Region pointing data
================================
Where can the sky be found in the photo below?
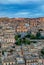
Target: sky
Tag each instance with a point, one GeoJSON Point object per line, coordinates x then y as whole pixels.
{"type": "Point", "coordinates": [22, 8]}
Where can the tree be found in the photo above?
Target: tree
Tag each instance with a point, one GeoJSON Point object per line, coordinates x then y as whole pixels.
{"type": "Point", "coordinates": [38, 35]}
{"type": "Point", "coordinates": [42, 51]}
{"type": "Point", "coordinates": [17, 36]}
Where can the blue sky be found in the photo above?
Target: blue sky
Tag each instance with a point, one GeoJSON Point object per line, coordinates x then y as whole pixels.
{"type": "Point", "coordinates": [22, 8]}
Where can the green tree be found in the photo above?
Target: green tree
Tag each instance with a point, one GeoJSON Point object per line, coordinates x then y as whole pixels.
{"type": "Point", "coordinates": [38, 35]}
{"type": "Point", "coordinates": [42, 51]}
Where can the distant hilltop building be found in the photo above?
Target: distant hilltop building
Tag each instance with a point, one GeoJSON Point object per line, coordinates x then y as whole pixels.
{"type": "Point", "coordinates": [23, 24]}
================================
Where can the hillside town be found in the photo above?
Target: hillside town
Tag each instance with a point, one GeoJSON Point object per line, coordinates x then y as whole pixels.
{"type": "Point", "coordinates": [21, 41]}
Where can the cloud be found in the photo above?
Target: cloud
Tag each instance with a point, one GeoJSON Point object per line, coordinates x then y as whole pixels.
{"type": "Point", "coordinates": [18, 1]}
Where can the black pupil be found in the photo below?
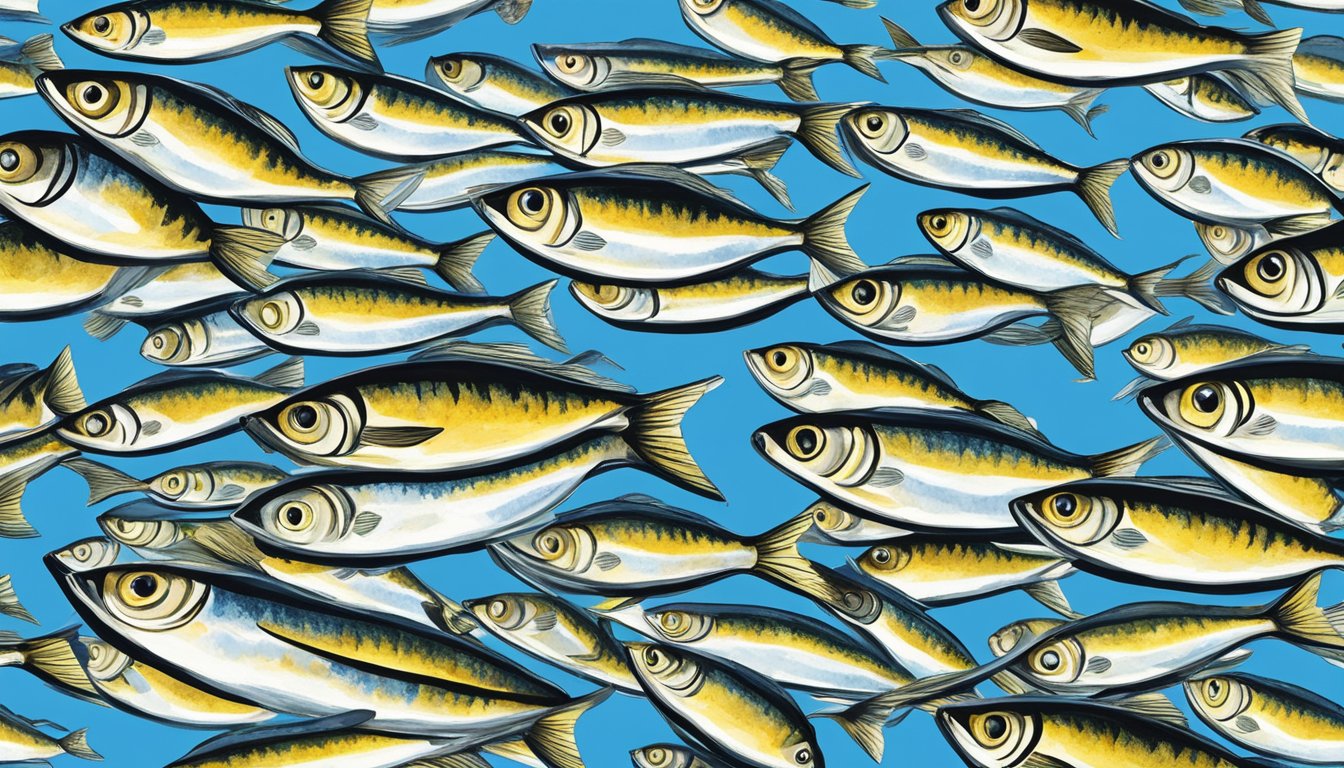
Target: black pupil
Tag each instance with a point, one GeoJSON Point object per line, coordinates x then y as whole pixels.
================================
:: TASK GOAL ::
Collect each line of the entries that has the word "below", copying it in full.

:: WRITTEN ANSWER ::
Where can the sky be found in the photo below?
Where can the black pupil be found in the photo below?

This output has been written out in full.